**Extrait du texte:**
Bachofen ne lira Lafitau qu’après avoir publié le Mutterrecht. On ne peut pas pour autant en déduire qu’il en ignore le dossier et la thèse concernant la gynécocratie. Ce dossier, et l’essentiel de la théorie, ont dû parvenir jusqu’à lui, d’une manière indirecte, à travers la lecture de Welcker dont il cite le travail sur les Lemniennes dans le Mutterrecht, mais aussi, dès 1855, à travers un ouvrage de son vénéré maître bâlois Johannes Müller, la Geschichte der Amerikanischen Urreligionen6, qui utilise de manière laudative Lafitau comme une de ses sources. Le livre de Johannes Müller, lui aussi, deviendra un des ouvrages dont Bachofen s’inspire dans le Mutterrecht.

**Données présentées:**
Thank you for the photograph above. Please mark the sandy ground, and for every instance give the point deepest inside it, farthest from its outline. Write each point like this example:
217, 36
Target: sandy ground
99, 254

---

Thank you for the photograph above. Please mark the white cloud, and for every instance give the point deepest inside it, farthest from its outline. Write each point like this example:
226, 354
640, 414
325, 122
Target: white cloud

**Consignes des tâches:**
A: D'après l'extrait sur Bachofen, à quel moment celui-ci lira-t-il Lafitau ?
B: Dans l'extrait sur Bachofen, recopiez le passage allant de « Bachofen ne lira » jusqu'à « dans le Mutterrecht. », en substituant « respecté » à « vénéré ».

**Résultats par tâche:**
A: Seulement après avoir publié le Mutterrecht.

B:
Bachofen ne lira Lafitau qu’après avoir publié le Mutterrecht. On ne peut pas pour autant en déduire qu’il en ignore le dossier et la thèse concernant la gynécocratie. Ce dossier, et l’essentiel de la théorie, ont dû parvenir jusqu’à lui, d’une manière indirecte, à travers la lecture de Welcker dont il cite le travail sur les Lemniennes dans le Mutterrecht, mais aussi, dès 1855, à travers un ouvrage de son respecté maître bâlois Johannes Müller, la Geschichte der Amerikanischen Urreligionen6, qui utilise de manière laudative Lafitau comme une de ses sources. Le livre de Johannes Müller, lui aussi, deviendra un des ouvrages dont Bachofen s’inspire dans le Mutterrecht.